- REQUIREMENT: Report every line of the records that contains the word "white", copying each line in full. Please treat case as significant.

=-=-=-=-=

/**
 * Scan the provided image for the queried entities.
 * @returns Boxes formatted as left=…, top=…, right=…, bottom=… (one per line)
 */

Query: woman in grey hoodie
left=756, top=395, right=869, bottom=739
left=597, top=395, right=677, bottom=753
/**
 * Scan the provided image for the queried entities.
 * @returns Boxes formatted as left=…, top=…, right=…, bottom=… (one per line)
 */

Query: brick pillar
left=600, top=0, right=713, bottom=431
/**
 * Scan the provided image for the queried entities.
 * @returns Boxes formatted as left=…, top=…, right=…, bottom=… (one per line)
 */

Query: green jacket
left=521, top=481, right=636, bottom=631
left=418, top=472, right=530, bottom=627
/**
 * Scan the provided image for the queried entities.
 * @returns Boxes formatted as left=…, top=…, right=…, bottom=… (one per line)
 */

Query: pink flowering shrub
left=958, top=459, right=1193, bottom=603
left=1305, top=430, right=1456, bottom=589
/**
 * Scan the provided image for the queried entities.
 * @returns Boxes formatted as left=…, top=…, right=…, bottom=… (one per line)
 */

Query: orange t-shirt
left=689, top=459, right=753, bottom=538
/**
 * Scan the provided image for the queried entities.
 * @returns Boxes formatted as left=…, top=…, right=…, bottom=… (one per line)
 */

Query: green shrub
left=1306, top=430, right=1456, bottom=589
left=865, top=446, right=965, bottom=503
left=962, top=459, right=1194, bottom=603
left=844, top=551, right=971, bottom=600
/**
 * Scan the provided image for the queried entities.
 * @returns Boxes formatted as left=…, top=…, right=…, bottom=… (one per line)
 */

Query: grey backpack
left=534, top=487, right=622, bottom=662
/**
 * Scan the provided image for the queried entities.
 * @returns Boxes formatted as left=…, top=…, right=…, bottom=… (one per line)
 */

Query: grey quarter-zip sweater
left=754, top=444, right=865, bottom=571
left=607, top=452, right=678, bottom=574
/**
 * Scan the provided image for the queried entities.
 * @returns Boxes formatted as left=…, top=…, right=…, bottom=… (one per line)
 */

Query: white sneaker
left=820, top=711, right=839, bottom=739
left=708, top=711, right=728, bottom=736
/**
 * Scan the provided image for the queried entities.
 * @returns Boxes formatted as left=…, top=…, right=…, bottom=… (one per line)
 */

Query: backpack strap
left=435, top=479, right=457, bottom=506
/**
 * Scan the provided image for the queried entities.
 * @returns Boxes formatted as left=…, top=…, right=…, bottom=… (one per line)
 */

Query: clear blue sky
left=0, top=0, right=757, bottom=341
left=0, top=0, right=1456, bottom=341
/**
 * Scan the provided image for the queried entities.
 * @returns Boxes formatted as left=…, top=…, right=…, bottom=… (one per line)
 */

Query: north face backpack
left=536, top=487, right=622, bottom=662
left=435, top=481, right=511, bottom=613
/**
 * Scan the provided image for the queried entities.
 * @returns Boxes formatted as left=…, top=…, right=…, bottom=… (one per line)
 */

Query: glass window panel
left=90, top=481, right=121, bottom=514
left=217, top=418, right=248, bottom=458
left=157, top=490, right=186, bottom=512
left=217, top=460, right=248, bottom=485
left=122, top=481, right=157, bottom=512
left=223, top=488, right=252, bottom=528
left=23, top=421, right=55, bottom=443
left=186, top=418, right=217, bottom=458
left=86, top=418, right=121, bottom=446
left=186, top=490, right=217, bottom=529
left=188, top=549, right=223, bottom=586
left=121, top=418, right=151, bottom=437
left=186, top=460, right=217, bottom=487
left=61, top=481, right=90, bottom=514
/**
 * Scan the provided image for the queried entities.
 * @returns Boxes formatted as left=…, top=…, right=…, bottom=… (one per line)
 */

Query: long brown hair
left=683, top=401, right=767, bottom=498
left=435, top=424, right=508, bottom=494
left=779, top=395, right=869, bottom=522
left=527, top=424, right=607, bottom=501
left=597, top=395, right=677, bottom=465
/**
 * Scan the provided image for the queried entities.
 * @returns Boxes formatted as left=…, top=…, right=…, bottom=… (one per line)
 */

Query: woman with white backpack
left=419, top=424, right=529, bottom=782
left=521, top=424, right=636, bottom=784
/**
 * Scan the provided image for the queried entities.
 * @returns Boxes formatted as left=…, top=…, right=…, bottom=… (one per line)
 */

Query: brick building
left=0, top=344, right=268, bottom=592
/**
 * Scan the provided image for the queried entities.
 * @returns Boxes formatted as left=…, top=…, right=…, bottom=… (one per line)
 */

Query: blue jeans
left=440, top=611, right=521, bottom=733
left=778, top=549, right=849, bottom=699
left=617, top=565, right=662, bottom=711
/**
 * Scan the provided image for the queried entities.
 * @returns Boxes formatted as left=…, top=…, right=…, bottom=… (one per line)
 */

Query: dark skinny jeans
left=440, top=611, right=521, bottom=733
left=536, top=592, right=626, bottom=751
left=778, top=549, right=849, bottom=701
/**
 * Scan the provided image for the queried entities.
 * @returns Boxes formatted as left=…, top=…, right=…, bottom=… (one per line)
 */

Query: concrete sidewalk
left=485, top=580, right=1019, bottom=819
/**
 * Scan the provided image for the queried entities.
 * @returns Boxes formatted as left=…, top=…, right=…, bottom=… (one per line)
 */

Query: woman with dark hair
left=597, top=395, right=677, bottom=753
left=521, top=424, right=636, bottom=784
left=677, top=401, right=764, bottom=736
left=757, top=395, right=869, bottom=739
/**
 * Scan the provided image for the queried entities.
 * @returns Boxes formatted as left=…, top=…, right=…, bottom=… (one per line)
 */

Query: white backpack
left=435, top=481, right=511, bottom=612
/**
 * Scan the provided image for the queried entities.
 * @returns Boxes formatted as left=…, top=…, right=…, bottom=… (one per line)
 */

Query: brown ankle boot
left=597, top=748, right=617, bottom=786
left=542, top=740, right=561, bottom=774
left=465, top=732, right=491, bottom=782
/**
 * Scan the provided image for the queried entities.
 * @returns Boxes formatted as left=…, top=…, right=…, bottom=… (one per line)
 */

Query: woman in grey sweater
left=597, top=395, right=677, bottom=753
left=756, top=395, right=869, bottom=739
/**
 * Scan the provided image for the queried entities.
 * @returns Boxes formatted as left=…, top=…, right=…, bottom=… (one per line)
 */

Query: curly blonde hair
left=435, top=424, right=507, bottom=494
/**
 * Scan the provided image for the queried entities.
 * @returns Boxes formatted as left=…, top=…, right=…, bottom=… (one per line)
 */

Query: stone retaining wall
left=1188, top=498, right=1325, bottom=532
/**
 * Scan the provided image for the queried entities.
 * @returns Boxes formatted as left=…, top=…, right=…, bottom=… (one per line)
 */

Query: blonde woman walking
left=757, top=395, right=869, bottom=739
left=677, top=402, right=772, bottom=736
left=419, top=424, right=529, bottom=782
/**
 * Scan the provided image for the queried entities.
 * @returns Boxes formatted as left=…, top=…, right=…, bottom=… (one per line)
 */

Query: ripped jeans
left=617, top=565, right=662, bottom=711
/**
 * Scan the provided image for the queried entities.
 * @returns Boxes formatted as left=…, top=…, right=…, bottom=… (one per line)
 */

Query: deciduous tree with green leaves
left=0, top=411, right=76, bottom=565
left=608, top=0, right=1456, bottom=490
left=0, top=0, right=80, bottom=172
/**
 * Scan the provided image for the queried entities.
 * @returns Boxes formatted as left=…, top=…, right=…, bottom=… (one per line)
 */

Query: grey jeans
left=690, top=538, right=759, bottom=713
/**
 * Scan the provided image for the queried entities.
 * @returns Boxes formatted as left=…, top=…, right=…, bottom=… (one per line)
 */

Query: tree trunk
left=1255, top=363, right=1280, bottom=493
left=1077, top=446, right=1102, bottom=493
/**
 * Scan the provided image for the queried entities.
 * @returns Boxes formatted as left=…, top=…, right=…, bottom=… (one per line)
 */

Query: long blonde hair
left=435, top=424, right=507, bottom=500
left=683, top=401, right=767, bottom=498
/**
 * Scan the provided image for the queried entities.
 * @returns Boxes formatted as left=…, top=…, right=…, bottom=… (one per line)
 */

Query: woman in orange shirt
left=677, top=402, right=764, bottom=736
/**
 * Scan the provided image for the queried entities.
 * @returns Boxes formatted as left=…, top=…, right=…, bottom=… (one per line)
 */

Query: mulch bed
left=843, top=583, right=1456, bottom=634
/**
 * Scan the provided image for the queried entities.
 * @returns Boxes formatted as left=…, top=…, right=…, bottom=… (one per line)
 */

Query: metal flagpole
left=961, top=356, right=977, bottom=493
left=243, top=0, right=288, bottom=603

=-=-=-=-=

- EXERCISE RESULT:
Query: white sneaker
Query: woman with white backpack
Query: white backpack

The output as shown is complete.